THE TASK => Give back exactly the lines from the beginning of the listing below to the line holding "box: [273, 217, 339, 261]", both ends included; the pictures stay out.

________________________________________

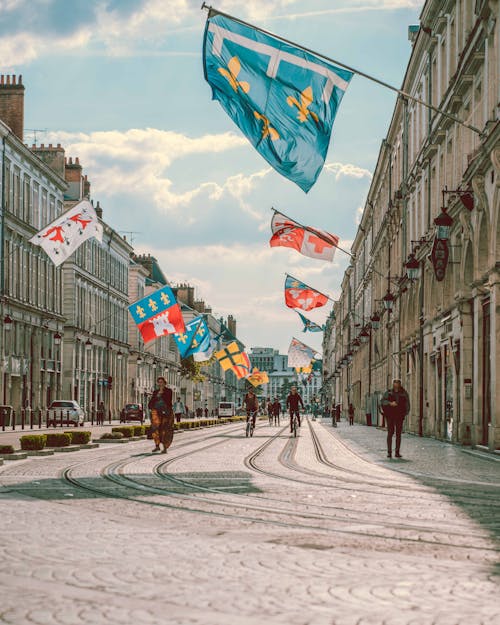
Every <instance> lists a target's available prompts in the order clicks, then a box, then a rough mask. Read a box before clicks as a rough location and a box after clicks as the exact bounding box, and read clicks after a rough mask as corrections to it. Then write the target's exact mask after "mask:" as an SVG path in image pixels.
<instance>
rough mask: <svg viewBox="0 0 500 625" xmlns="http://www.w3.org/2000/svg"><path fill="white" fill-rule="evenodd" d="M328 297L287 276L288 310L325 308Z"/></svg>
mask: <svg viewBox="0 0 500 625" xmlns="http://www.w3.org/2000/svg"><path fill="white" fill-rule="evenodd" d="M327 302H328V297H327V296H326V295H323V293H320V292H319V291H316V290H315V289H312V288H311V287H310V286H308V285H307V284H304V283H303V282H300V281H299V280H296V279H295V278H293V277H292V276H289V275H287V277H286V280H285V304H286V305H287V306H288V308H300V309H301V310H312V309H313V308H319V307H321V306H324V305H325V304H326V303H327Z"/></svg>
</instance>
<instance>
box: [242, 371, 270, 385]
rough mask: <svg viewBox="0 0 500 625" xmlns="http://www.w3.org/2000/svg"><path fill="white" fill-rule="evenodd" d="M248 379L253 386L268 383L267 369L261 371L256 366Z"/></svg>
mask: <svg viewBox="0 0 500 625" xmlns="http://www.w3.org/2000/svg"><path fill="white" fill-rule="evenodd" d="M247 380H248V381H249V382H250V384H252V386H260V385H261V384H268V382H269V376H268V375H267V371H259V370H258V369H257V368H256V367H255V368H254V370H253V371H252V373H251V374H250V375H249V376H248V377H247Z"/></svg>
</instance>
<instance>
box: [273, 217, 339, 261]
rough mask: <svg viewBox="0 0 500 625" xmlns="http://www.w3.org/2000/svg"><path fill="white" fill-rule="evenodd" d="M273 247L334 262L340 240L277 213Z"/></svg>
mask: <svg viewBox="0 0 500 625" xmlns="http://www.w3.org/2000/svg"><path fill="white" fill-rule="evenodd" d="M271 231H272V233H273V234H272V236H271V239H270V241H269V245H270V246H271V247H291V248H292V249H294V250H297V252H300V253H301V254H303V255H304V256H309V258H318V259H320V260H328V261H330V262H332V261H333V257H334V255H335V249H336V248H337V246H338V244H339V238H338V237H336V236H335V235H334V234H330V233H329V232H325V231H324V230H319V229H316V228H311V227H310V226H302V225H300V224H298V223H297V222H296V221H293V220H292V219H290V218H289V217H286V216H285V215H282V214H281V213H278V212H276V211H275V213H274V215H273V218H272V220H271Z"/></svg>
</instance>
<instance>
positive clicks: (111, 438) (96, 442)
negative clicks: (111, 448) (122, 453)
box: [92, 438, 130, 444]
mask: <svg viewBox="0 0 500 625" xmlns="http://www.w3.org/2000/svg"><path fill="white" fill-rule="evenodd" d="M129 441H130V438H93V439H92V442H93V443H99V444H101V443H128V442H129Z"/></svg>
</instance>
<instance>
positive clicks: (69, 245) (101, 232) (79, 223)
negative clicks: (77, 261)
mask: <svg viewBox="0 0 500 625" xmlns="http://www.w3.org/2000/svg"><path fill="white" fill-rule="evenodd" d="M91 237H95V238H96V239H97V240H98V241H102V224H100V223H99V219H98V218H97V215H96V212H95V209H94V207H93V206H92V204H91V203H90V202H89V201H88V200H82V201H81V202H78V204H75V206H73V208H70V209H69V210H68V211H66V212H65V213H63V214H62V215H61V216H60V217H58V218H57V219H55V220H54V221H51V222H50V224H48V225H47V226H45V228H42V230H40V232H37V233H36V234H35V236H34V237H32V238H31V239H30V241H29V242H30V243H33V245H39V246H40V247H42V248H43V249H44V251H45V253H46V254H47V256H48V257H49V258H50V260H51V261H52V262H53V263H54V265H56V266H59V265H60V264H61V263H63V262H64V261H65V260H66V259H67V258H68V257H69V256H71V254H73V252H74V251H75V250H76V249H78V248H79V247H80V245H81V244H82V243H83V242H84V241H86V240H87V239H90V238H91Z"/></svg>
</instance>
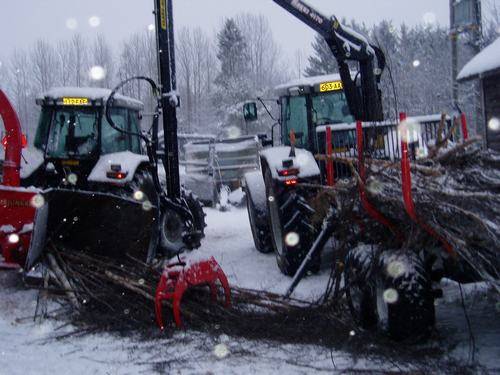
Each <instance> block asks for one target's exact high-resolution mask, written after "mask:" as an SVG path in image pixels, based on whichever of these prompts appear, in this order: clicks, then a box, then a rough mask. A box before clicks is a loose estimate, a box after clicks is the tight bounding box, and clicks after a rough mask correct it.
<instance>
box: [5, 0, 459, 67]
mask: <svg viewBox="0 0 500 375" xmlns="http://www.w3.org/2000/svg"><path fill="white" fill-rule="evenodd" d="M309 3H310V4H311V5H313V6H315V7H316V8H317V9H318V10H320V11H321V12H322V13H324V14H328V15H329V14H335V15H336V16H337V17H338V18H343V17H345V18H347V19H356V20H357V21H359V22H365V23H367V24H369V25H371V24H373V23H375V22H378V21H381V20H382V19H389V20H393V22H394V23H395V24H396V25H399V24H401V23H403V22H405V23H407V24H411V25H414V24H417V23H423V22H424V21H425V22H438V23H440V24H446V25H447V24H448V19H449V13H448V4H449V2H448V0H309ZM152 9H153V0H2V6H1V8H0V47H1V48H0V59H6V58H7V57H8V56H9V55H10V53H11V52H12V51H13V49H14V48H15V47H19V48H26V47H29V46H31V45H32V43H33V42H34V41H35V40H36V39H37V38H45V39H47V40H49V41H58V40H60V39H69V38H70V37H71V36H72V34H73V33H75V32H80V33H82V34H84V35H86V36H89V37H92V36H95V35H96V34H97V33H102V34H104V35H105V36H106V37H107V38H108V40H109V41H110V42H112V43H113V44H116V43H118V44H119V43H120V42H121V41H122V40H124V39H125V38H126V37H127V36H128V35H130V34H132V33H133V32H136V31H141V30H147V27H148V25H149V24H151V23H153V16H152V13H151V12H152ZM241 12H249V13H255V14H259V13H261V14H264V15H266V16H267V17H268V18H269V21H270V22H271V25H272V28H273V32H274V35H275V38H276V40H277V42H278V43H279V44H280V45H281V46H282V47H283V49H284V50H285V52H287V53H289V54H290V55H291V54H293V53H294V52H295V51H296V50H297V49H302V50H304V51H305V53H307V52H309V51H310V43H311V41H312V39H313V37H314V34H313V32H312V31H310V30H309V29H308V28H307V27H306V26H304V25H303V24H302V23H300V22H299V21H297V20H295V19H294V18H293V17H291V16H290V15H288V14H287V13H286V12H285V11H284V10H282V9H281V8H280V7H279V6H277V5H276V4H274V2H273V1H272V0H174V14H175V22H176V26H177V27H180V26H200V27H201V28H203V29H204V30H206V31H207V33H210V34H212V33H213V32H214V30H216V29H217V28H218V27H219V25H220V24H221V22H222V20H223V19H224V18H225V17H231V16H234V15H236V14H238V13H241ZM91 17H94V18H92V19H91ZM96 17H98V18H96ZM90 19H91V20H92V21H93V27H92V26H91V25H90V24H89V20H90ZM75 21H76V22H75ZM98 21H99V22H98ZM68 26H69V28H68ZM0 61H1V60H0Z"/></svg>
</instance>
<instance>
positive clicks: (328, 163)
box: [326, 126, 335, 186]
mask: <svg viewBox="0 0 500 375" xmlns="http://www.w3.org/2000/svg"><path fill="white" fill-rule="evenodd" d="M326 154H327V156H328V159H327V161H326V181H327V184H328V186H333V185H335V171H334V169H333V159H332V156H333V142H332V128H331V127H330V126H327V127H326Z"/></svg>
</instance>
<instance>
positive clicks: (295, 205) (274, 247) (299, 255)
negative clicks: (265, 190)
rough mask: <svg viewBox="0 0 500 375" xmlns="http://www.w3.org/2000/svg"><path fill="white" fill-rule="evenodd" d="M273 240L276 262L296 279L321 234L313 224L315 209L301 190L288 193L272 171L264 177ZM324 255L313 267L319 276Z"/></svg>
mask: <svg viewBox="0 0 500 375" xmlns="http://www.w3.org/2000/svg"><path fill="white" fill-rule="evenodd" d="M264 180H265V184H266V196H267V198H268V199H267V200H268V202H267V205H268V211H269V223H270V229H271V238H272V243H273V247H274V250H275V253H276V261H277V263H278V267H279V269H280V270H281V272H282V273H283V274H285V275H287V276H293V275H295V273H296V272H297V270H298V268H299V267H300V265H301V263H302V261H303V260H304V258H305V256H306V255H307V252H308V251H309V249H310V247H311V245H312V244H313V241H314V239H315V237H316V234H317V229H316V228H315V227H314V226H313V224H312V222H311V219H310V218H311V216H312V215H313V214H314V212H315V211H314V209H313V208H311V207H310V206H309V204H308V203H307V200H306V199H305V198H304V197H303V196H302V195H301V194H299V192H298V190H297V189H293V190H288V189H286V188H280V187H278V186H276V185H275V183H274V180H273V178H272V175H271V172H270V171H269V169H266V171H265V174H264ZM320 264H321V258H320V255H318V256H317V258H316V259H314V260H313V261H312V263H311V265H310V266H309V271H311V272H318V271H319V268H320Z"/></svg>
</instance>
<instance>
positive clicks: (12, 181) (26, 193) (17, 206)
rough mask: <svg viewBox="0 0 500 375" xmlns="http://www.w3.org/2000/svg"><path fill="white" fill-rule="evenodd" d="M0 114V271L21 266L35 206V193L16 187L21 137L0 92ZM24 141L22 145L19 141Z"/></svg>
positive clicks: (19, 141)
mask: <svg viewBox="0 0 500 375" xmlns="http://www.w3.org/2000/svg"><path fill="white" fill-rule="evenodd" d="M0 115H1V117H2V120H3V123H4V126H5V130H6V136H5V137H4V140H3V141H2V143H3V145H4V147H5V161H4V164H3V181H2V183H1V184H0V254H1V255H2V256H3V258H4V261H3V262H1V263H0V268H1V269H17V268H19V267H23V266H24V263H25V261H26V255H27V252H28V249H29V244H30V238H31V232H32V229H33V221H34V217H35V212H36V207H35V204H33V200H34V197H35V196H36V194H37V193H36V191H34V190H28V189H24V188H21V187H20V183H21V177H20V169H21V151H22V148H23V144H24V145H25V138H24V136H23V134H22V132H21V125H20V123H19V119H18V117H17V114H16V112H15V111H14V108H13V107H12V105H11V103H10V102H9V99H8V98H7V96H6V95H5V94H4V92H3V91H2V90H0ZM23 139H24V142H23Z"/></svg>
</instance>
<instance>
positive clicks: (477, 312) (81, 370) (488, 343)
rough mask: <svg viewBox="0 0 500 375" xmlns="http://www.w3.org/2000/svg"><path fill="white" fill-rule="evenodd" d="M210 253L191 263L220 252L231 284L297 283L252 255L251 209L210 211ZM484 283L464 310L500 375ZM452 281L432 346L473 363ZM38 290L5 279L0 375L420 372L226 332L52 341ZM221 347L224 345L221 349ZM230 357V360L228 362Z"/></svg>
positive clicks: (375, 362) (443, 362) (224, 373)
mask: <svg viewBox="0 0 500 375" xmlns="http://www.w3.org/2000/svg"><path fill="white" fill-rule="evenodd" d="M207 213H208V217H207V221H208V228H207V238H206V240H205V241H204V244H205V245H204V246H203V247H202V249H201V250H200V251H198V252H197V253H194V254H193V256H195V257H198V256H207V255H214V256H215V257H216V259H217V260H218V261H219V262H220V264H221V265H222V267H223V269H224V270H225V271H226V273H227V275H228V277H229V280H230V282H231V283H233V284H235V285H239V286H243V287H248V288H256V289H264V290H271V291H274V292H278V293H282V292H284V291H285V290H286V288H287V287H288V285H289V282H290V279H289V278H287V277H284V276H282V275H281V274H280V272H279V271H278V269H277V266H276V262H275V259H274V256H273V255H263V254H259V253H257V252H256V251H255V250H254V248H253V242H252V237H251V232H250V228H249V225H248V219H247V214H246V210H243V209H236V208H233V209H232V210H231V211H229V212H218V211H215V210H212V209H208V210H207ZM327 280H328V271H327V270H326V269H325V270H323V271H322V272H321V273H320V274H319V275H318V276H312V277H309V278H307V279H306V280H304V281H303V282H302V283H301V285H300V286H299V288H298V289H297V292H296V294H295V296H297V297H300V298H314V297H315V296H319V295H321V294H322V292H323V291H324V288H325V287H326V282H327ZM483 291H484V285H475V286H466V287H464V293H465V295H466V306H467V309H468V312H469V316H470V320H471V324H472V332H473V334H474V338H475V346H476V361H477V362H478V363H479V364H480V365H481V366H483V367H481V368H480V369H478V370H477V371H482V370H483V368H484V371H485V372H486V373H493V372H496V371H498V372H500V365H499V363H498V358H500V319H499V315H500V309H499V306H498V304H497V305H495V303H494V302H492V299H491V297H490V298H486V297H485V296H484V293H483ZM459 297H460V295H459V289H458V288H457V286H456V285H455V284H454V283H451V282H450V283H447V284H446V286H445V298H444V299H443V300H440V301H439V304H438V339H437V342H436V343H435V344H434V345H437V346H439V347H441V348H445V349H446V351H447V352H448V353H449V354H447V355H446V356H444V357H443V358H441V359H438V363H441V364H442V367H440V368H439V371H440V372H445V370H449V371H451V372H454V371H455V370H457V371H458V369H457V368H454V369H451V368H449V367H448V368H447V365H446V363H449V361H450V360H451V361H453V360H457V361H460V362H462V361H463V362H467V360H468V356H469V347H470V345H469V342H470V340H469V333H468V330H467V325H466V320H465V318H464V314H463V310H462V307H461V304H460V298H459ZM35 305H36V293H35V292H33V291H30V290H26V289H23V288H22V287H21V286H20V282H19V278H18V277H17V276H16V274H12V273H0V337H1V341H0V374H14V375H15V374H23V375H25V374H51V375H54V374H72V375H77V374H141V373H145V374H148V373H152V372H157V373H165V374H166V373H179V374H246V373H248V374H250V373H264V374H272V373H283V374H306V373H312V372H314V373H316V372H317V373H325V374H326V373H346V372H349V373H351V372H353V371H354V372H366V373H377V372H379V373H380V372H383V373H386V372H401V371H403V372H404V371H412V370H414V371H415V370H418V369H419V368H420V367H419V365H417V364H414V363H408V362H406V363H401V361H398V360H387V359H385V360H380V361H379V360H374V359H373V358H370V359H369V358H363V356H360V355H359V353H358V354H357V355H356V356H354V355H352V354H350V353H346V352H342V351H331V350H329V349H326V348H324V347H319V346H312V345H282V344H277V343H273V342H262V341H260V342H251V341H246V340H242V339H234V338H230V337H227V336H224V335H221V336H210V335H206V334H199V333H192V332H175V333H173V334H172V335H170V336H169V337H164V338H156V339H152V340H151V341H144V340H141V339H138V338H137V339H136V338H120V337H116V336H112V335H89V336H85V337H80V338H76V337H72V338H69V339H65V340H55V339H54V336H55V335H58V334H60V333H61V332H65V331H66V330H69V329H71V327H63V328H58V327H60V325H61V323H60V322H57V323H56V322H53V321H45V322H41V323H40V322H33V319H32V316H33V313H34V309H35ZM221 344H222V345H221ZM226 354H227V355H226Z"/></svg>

________________________________________

RESULT FOR THIS EXERCISE =>
Every <instance> lists a target's available prompts in the order clicks, then a box, then a rough mask. Read a box before clicks as a rough location and a box after clicks as the exact bounding box, and read clicks after a rough mask as corrections to it. Then write the target's exact mask after "mask:" as an SVG path in image pixels.
<instance>
rough mask: <svg viewBox="0 0 500 625" xmlns="http://www.w3.org/2000/svg"><path fill="white" fill-rule="evenodd" d="M328 297L287 276L288 310L325 308Z"/></svg>
mask: <svg viewBox="0 0 500 625" xmlns="http://www.w3.org/2000/svg"><path fill="white" fill-rule="evenodd" d="M327 302H328V297H327V296H326V295H323V293H320V292H319V291H316V290H315V289H312V288H311V287H310V286H308V285H307V284H304V283H303V282H300V281H299V280H296V279H295V278H293V277H292V276H289V275H287V277H286V280H285V304H286V305H287V306H288V308H300V309H301V310H312V309H313V308H319V307H321V306H324V305H325V304H326V303H327Z"/></svg>
</instance>
<instance>
box: [242, 371, 270, 385]
rough mask: <svg viewBox="0 0 500 625" xmlns="http://www.w3.org/2000/svg"><path fill="white" fill-rule="evenodd" d="M248 379L253 386L268 383L267 369L261 371L256 366Z"/></svg>
mask: <svg viewBox="0 0 500 625" xmlns="http://www.w3.org/2000/svg"><path fill="white" fill-rule="evenodd" d="M247 380H248V381H249V382H250V384H252V386H260V385H261V384H268V382H269V376H268V375H267V371H259V370H258V369H257V368H256V367H255V368H254V370H253V371H252V373H251V374H250V375H249V376H248V377H247Z"/></svg>
</instance>
<instance>
box: [273, 217, 339, 261]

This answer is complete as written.